Texte proposé
# # # # #

Depuis le début de la crise sanitaire au printemps de l'année dernière, le mot «solidarité» a beaucoup été utilisé. Lors de la première vague, il s'agissait d'être «solidaire» avec le personnel soignant et les personnes âgées en restant à la maison et limitant les contacts. Au moment de la relance, être «solidaire» a ensuite consisté à faire ses achats dans les petits commerces et à soutenir l'économie locale. Et voilà qu'aujourd'hui, «solidarité» rime avec «vacciné». Les personnes qui doutent ou refusent apparaissent de plus en plus comme des égoïstes, voire des traîtres à la patrie. Pour la rédaction de Moins! cependant, cette belle notion est devenue un masque qui dissimule l'individualisme forcené et l'égoïsme collectif des sociétés modernes.



Depuis bientôt deux ans, le spectre de la solidarité s'est rétréci en même temps que nos libertés. Il n'y a pas si longtemps, se montrer solidaire ne pouvait qu'être une attitude générale, tenant compte des logiques sous-jacentes, des différentes échelles et de la complexité du monde. Aujourd'hui, la seule manière d'être solidaire qui soit socialement validée consiste à suivre les injonctions des autorités en matière sanitaire. Or pourquoi se faire vacciner (ou tester, ou masquer) serait-il un geste solidaire? Et pour sauver qui ou quoi?


Solidarité ou confort personnel?

# # # # #

Consigne 1
D'après le texte sur la solidarité pendant la crise sanitaire, en quoi consistait le fait d'être « solidaire » au moment de la relance ?
Consigne 2
Prolongez le texte sur la solidarité pendant la crise sanitaire en rédigeant la partie qui suit son dernier intertitre.

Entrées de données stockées
# # # # #

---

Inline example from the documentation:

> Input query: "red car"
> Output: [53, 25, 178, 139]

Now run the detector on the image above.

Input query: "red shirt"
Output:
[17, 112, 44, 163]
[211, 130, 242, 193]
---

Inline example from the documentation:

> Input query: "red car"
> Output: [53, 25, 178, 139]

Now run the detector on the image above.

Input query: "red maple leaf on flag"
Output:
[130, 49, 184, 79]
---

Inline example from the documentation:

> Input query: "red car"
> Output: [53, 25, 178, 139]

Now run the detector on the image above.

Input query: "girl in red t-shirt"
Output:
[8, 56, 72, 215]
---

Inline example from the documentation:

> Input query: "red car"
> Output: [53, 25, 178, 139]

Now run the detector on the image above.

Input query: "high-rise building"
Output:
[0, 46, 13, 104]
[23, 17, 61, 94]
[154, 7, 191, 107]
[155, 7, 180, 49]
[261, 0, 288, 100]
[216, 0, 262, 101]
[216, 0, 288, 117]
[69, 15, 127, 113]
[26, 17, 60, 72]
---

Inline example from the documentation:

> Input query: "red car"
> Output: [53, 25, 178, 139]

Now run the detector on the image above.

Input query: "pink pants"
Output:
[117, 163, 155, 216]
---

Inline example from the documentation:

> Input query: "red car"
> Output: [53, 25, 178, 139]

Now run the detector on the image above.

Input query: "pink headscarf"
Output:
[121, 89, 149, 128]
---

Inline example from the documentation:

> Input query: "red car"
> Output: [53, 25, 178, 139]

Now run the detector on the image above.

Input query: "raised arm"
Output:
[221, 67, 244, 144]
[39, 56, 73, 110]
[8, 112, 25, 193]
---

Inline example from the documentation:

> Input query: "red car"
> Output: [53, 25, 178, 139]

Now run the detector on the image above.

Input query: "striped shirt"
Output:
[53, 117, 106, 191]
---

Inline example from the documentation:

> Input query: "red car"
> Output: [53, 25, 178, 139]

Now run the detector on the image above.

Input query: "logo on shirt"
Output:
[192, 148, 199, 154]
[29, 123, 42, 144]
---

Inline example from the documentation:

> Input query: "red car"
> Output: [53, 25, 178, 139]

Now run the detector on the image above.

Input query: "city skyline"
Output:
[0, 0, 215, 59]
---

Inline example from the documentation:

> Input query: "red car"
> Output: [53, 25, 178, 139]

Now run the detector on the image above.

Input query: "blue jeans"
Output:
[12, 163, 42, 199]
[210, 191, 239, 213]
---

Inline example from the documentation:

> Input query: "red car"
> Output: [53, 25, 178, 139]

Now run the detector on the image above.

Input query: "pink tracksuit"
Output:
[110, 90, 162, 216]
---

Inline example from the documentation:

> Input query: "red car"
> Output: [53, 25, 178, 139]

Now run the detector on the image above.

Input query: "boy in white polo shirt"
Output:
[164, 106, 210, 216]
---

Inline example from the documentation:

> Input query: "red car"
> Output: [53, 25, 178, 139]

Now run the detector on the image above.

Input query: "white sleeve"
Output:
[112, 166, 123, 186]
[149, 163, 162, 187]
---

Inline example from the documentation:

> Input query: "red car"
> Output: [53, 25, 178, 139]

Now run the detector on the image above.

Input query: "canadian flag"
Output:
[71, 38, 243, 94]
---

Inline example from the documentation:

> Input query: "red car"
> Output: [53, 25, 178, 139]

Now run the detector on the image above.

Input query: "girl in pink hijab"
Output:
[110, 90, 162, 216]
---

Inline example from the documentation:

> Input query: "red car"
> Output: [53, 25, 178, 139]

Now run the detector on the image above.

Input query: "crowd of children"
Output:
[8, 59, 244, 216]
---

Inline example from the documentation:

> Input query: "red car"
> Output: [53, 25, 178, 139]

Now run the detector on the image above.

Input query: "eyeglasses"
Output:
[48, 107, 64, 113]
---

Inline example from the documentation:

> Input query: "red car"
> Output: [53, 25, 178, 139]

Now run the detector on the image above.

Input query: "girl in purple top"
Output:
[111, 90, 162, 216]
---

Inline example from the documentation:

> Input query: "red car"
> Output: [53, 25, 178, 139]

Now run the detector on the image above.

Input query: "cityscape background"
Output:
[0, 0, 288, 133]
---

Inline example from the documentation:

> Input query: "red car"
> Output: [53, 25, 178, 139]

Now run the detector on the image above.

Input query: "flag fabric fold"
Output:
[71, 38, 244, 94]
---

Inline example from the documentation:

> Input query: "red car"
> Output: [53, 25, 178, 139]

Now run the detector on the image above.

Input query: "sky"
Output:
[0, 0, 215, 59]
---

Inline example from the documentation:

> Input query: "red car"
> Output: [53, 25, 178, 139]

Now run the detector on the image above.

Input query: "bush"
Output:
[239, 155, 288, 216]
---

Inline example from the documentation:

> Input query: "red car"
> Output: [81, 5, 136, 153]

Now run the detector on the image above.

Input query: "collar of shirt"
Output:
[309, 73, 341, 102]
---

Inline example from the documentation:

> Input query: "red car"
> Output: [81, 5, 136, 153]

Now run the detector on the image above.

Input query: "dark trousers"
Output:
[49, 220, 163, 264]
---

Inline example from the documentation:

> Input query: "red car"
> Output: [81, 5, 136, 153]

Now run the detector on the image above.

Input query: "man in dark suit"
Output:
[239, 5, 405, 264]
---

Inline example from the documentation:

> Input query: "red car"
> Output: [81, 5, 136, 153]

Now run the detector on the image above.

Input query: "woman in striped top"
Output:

# # # # #

Réponse à l'exercice 1
À faire ses achats dans les petits commerces et à soutenir l'économie locale.

Réponse à l'exercice 2
Ces derniers temps, on a entendu ou lu un peu partout des propos comme ceux de Samuel Rohrbach, président du Syndicat des enseignants romands: «Pour moi, il est logique de se faire vacciner dans toutes les professions, pour se protéger et protéger les autres»[1]. Sur son site, l'OSFP ajoute deux autres raisons: «contribuer à décharger le système de santé» et «aider à lutter contre les répercussions de la pandémie». Se faire vacciner, ce serait donc être triplement solidaire: envers les malades potentiel⸱les, le personnel soignant et les travailleur⸱euses de tout poil.

Cependant, en discutant avec les personnes qui ont tendu le bras, on ne peut se défaire de l'impression que c'est avant tout pour se protéger soi-même qu'elles l'ont fait. Ou plutôt: pour pouvoir sortir à nouveau, comme avant, pour retourner au stade, au festival ou en discothèque, pour reprendre l'avion le temps d'un week-end, ou plus modestement pour continuer à travailler. Alors quand la Confédération lance, en mai dernier, un nouveau volet de sa campagne qui «met l'accent sur l'idée de solidarité» sous le titre «Un geste du cœur pour tous» (ou à choix «pour le zoo», «pour mon magasin préféré» ou «pour mon resto préféré») à coup d'affiches et de clips en format youtube, on se dit qu'il s'agit là d'un altruisme bien particulier!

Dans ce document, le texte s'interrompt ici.